## SELECTED EXCERPT
■ ■ ■ ■ ■
Wednesday, August 16, 2006

Radioactive man

A few folks are curious to know more about the PET scan, so let me use my wonderkiller powers for good instead of evil for a moment and try to explain what went on.

The injection I was given was fluorodeoxyglucose -- a mix of glucose and the isotope flourine-18. FL-18 is what's known in the trade as a poitron emitter, meaning that the particle it gives off (and thats what makes something radioactive, that it emits some type of sub-atomic particle) is a positron. These are just like electrons, except they have a positive charge, rather than a negative charge, as you may remember from high school chemistry.

These positrons wander around for a few millimeters before meeting an electron and anihilating each other. The result of this little fracas are two gamma ray photons. One of the immutable laws of physics is that on some scale, all forces and energies must balance out to zero. Since the electron was roughly stationary in space, the two emitted photons move off in 180 degree opposite directions, thus having a net momentum of zero.
■ ■ ■ ■ ■
## WHAT IS EXPECTED
Could you return everything in the PET scan post from "These positrons wander" down to "momentum of zero.", word for word?
■ ■ ■ ■ ■
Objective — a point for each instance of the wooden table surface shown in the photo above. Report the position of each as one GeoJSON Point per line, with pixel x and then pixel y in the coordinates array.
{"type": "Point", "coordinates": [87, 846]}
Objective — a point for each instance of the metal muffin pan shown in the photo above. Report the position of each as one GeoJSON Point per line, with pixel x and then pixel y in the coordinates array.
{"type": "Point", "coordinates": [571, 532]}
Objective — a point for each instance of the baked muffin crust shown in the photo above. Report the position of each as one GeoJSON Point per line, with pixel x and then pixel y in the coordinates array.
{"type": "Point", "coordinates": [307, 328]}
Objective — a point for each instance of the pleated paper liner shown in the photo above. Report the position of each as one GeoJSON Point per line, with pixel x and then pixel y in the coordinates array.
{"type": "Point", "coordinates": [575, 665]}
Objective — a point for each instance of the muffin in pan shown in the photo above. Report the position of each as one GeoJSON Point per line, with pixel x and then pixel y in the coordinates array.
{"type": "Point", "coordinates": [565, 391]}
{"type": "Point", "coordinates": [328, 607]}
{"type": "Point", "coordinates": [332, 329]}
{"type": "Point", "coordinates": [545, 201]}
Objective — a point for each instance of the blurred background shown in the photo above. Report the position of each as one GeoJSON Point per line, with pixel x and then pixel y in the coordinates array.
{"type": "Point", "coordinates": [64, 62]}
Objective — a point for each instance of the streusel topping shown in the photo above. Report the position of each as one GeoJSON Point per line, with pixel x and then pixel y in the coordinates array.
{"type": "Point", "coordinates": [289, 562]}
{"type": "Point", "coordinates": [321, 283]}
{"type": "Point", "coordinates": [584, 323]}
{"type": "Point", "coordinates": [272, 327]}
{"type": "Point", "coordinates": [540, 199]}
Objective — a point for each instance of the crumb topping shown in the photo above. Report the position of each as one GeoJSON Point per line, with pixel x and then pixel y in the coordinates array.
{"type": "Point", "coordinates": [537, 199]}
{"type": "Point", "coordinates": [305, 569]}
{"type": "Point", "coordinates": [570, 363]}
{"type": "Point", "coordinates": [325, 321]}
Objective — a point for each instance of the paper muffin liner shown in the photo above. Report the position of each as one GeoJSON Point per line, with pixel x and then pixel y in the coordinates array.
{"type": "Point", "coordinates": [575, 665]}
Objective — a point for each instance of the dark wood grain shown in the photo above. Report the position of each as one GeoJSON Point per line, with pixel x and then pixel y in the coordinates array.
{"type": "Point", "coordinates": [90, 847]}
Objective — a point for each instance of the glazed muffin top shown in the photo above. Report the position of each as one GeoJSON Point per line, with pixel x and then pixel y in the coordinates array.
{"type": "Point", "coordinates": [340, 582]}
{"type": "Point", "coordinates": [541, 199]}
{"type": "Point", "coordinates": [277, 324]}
■ ■ ■ ■ ■
## SOLVED PROBLEM
These positrons wander around for a few millimeters before meeting an electron and anihilating each other. The result of this little fracas are two gamma ray photons. One of the immutable laws of physics is that on some scale, all forces and energies must balance out to zero. Since the electron was roughly stationary in space, the two emitted photons move off in 180 degree opposite directions, thus having a net momentum of zero.